**OBJECTIVE**
Please revise the material below so that each "Query" becomes "Label", and leave every other part unchanged.

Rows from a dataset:
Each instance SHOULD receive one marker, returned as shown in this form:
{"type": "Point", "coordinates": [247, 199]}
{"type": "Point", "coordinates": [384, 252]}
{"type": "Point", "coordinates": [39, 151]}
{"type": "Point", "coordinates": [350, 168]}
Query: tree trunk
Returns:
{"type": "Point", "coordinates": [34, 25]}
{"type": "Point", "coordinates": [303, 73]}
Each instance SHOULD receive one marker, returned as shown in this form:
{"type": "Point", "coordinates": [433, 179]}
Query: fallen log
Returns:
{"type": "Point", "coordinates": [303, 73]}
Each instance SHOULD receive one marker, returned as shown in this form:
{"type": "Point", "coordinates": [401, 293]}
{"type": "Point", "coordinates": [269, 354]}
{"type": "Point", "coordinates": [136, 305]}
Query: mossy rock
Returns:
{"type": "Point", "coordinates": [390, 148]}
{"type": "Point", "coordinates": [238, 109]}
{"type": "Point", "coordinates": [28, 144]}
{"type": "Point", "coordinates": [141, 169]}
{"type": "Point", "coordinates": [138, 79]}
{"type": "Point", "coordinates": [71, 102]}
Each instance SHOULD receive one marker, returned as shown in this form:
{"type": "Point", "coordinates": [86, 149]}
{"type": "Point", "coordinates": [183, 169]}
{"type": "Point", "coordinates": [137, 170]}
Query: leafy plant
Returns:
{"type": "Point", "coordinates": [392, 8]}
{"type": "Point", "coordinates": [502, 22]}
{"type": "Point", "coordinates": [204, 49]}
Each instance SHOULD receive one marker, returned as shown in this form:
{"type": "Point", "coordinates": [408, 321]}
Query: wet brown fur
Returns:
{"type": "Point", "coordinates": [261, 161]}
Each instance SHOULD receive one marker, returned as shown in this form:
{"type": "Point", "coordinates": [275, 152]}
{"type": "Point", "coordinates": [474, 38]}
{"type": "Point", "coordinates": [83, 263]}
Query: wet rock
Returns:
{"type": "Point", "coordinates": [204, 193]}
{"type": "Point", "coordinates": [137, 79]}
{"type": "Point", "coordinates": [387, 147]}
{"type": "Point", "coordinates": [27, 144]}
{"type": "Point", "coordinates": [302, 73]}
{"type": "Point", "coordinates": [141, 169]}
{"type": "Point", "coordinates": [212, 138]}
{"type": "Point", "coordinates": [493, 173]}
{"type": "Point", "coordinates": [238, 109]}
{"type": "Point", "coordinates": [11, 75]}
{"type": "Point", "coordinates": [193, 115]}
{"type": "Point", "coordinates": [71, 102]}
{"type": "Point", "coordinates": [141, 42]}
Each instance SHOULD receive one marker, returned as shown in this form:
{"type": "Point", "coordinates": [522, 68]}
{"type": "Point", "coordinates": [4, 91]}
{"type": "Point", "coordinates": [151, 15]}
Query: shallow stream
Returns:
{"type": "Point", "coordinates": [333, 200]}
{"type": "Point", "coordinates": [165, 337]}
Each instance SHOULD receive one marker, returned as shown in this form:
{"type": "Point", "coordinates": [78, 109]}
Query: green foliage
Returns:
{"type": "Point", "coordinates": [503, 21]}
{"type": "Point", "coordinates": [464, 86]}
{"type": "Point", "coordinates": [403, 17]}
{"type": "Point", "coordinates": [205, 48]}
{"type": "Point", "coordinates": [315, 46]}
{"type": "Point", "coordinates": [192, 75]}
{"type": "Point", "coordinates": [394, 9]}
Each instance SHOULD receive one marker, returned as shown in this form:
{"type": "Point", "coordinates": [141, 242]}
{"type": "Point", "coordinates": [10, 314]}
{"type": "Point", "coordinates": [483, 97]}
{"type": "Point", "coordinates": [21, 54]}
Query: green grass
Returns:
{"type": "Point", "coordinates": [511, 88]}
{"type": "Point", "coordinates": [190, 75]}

**THE RESPONSE**
Each instance SHOULD receive one marker, returned as shown in this form:
{"type": "Point", "coordinates": [247, 199]}
{"type": "Point", "coordinates": [384, 252]}
{"type": "Point", "coordinates": [39, 151]}
{"type": "Point", "coordinates": [350, 168]}
Label: tree trunk
Returns:
{"type": "Point", "coordinates": [34, 25]}
{"type": "Point", "coordinates": [303, 73]}
Each instance SHOULD receive one marker, returned as shown in this form:
{"type": "Point", "coordinates": [433, 179]}
Label: fallen log
Returns:
{"type": "Point", "coordinates": [303, 73]}
Each instance SHOULD receive one marker, returned as shown in this form:
{"type": "Point", "coordinates": [401, 293]}
{"type": "Point", "coordinates": [269, 354]}
{"type": "Point", "coordinates": [136, 305]}
Label: mossy rock
Returns:
{"type": "Point", "coordinates": [390, 148]}
{"type": "Point", "coordinates": [238, 109]}
{"type": "Point", "coordinates": [28, 144]}
{"type": "Point", "coordinates": [141, 169]}
{"type": "Point", "coordinates": [138, 79]}
{"type": "Point", "coordinates": [71, 102]}
Each instance SHOULD receive one marker, returned as shown in this form:
{"type": "Point", "coordinates": [86, 149]}
{"type": "Point", "coordinates": [183, 169]}
{"type": "Point", "coordinates": [137, 170]}
Label: leafy plant
Returns:
{"type": "Point", "coordinates": [392, 8]}
{"type": "Point", "coordinates": [502, 22]}
{"type": "Point", "coordinates": [204, 49]}
Each instance SHOULD receive one marker, returned as shown in this form:
{"type": "Point", "coordinates": [408, 321]}
Label: wet brown fur
Returns:
{"type": "Point", "coordinates": [261, 161]}
Each instance SHOULD receive one marker, returned as shown in this form:
{"type": "Point", "coordinates": [275, 152]}
{"type": "Point", "coordinates": [474, 38]}
{"type": "Point", "coordinates": [83, 263]}
Label: wet rock
Returns:
{"type": "Point", "coordinates": [204, 193]}
{"type": "Point", "coordinates": [137, 79]}
{"type": "Point", "coordinates": [387, 147]}
{"type": "Point", "coordinates": [27, 144]}
{"type": "Point", "coordinates": [302, 73]}
{"type": "Point", "coordinates": [141, 169]}
{"type": "Point", "coordinates": [212, 138]}
{"type": "Point", "coordinates": [493, 173]}
{"type": "Point", "coordinates": [238, 109]}
{"type": "Point", "coordinates": [11, 75]}
{"type": "Point", "coordinates": [193, 115]}
{"type": "Point", "coordinates": [71, 102]}
{"type": "Point", "coordinates": [141, 42]}
Each instance SHOULD receive one marker, returned as shown in this form:
{"type": "Point", "coordinates": [522, 68]}
{"type": "Point", "coordinates": [4, 91]}
{"type": "Point", "coordinates": [151, 15]}
Label: shallow stream
Returns:
{"type": "Point", "coordinates": [333, 200]}
{"type": "Point", "coordinates": [165, 337]}
Each instance SHOULD receive one marker, returned as shown in this form:
{"type": "Point", "coordinates": [78, 109]}
Label: green foliage
Returns:
{"type": "Point", "coordinates": [503, 21]}
{"type": "Point", "coordinates": [464, 86]}
{"type": "Point", "coordinates": [403, 17]}
{"type": "Point", "coordinates": [205, 48]}
{"type": "Point", "coordinates": [315, 46]}
{"type": "Point", "coordinates": [192, 75]}
{"type": "Point", "coordinates": [394, 9]}
Each instance SHOULD receive one marker, returned as shown in this form:
{"type": "Point", "coordinates": [141, 242]}
{"type": "Point", "coordinates": [10, 314]}
{"type": "Point", "coordinates": [483, 97]}
{"type": "Point", "coordinates": [21, 54]}
Label: green grass
Returns:
{"type": "Point", "coordinates": [511, 88]}
{"type": "Point", "coordinates": [190, 75]}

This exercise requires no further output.